[Start Material for this exercise]
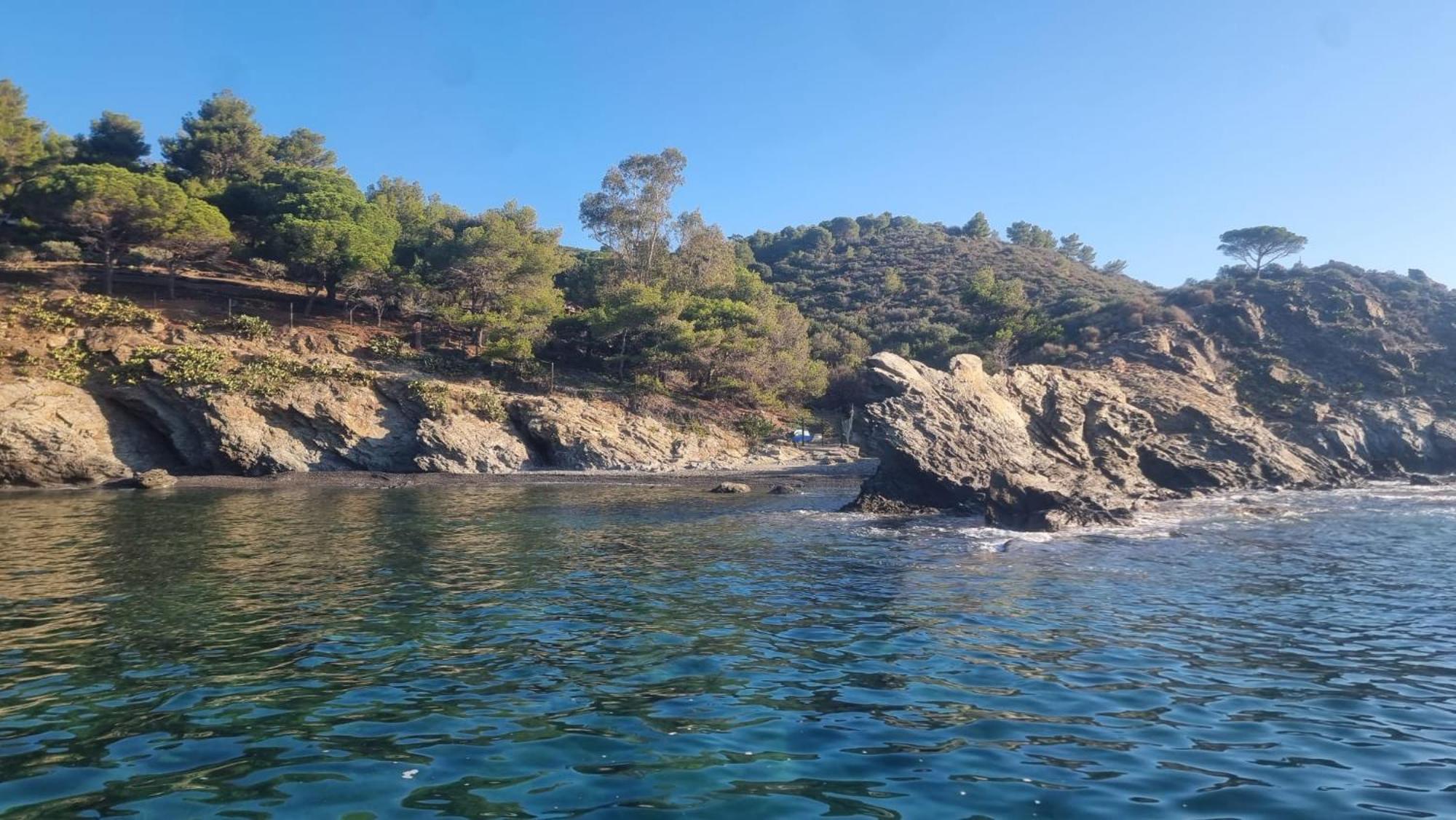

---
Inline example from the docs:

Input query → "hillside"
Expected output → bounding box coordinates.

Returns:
[743,214,1160,365]
[1163,262,1456,417]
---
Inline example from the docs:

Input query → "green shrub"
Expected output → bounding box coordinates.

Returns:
[223,313,274,342]
[632,374,668,396]
[463,384,505,421]
[45,341,90,384]
[364,333,419,361]
[7,291,76,333]
[112,345,237,391]
[36,240,82,262]
[125,246,173,268]
[61,294,162,327]
[248,259,288,282]
[0,244,35,265]
[406,380,450,415]
[230,355,373,396]
[735,415,779,442]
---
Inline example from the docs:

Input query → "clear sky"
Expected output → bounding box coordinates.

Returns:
[0,0,1456,285]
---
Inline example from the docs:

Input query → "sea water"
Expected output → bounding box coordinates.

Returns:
[0,482,1456,819]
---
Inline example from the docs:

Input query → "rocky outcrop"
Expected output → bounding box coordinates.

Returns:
[0,378,131,487]
[850,314,1456,529]
[510,396,750,469]
[0,375,802,485]
[852,343,1348,529]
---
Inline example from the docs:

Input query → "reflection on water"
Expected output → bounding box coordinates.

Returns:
[0,485,1456,817]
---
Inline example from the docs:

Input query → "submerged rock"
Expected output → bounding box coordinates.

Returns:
[708,481,753,493]
[137,468,178,490]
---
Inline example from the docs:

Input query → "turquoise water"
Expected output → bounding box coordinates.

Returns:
[0,484,1456,819]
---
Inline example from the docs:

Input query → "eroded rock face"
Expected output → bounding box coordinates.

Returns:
[0,378,131,487]
[510,396,750,469]
[415,413,531,472]
[852,347,1350,529]
[0,380,763,485]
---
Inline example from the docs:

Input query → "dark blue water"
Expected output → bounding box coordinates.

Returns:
[0,477,1456,819]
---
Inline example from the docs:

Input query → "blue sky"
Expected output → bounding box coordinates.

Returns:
[0,0,1456,285]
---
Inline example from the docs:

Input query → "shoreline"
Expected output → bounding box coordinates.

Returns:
[4,458,879,494]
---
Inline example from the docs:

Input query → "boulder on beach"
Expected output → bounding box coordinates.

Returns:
[709,481,753,493]
[137,469,178,490]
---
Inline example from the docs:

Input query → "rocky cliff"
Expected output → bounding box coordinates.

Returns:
[0,378,798,485]
[0,295,821,485]
[852,317,1456,529]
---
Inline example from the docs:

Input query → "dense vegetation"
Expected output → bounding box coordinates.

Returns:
[0,80,1456,415]
[743,214,1165,370]
[0,80,826,405]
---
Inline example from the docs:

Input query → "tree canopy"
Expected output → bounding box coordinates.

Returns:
[160,89,274,183]
[1219,226,1309,279]
[76,111,151,170]
[16,164,226,294]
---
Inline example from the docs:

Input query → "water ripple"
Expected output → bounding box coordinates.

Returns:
[0,485,1456,817]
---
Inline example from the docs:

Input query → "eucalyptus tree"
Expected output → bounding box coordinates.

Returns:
[581,148,687,282]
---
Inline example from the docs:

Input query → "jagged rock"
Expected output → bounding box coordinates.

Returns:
[415,413,531,472]
[0,372,782,485]
[137,468,178,490]
[850,348,1347,529]
[0,378,131,487]
[510,396,748,469]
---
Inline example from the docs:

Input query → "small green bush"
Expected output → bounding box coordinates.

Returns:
[112,345,237,391]
[7,292,76,333]
[406,380,450,415]
[60,294,162,327]
[464,384,505,421]
[230,355,373,396]
[248,259,288,282]
[36,240,82,262]
[125,246,173,268]
[735,415,779,442]
[632,374,670,396]
[364,333,419,361]
[223,313,274,342]
[0,244,35,265]
[45,341,90,384]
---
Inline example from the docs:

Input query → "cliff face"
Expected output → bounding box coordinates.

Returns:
[852,319,1456,529]
[0,378,792,485]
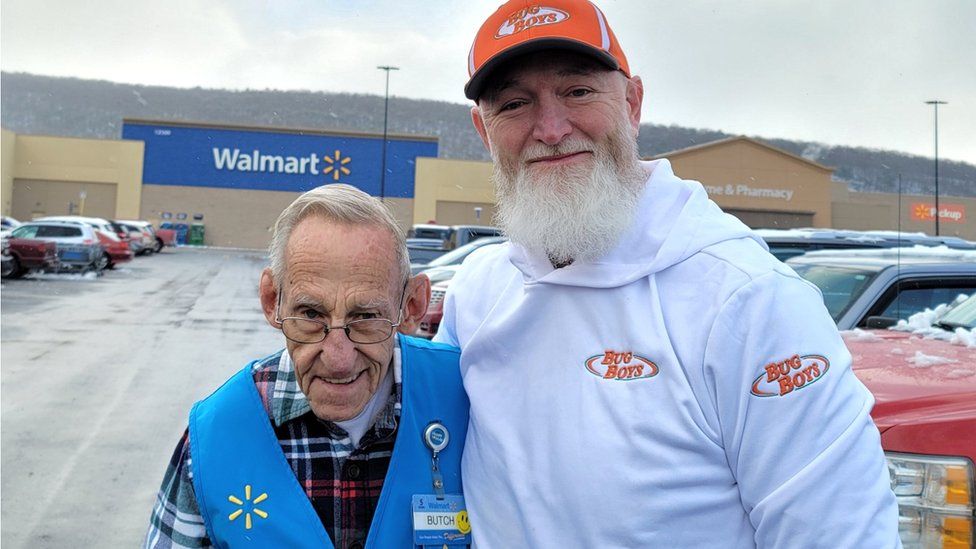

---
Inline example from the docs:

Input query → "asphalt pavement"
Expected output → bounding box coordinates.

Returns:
[0,248,284,549]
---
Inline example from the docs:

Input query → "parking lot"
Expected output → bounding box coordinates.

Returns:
[0,248,284,548]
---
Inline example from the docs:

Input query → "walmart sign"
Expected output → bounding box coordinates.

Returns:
[122,120,437,198]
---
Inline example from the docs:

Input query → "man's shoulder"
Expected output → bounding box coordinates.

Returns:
[691,238,803,284]
[193,349,292,424]
[450,242,518,294]
[400,335,461,357]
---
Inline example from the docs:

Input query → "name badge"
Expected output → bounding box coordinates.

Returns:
[410,494,471,547]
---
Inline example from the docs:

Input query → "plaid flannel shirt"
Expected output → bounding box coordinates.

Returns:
[144,345,401,549]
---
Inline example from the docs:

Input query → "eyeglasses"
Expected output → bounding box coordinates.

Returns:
[275,284,407,345]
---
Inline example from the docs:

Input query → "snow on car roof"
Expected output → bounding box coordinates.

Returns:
[790,244,976,262]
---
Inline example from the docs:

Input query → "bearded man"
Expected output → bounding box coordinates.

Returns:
[435,0,900,548]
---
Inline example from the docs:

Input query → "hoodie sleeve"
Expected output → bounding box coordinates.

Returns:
[433,268,465,347]
[703,272,901,547]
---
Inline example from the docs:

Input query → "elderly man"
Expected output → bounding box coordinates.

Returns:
[435,0,899,548]
[146,185,470,548]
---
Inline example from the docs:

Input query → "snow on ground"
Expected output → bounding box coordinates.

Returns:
[949,328,976,347]
[31,271,99,280]
[840,328,884,341]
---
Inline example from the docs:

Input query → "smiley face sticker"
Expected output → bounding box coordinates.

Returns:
[454,511,471,534]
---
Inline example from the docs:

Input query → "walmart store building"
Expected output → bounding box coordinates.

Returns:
[0,120,976,248]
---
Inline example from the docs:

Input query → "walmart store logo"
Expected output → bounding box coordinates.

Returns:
[213,147,352,181]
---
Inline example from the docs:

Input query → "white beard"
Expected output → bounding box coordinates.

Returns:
[492,124,647,266]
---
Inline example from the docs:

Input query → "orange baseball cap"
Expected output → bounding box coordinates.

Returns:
[464,0,630,100]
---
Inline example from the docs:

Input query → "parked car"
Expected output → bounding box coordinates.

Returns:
[11,221,105,272]
[407,224,502,250]
[410,236,508,274]
[0,236,58,278]
[115,219,163,255]
[35,215,135,269]
[0,216,21,231]
[407,238,448,265]
[844,296,976,549]
[786,247,976,330]
[755,228,976,261]
[414,279,451,339]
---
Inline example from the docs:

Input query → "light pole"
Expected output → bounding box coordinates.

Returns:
[376,65,400,200]
[925,99,948,236]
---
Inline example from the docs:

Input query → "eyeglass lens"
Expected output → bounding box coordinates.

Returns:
[282,317,393,343]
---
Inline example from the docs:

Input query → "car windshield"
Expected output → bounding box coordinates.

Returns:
[792,264,877,321]
[427,238,504,267]
[939,294,976,330]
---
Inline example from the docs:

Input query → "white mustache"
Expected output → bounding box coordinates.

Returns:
[521,139,595,162]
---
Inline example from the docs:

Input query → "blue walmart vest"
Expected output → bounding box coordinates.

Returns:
[189,335,468,548]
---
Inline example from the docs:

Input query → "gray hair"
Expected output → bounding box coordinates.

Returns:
[268,183,410,284]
[End Material for this exercise]
[Task goal] Return the stretch of the listing from its start through the line containing "[0,482,1456,819]", copied exactly as it appears. Leave the pictures out.

[Exercise response]
---
Inline example from the docs:

Input query → "hillside"
Expected output → bounding box coordinates.

Returns:
[743,214,1160,365]
[1163,262,1456,417]
---
Inline example from the docs:

Input query → "green shrub"
Expected output → bounding box coordinates.

Returns:
[223,313,274,342]
[632,374,668,396]
[463,384,505,421]
[45,341,90,384]
[364,333,419,361]
[7,291,76,333]
[112,345,237,391]
[36,240,82,262]
[125,246,173,268]
[61,294,162,327]
[248,259,288,282]
[0,244,35,265]
[406,380,450,415]
[230,355,373,396]
[735,415,779,442]
---
Inline example from the docs:

Input query → "clear sky"
Expected output → bounding box coordinates.

Returns:
[0,0,1456,285]
---
Inline example from the docs:

Input query → "sea water"
Expected output → bounding box coordinates.

Returns:
[0,482,1456,819]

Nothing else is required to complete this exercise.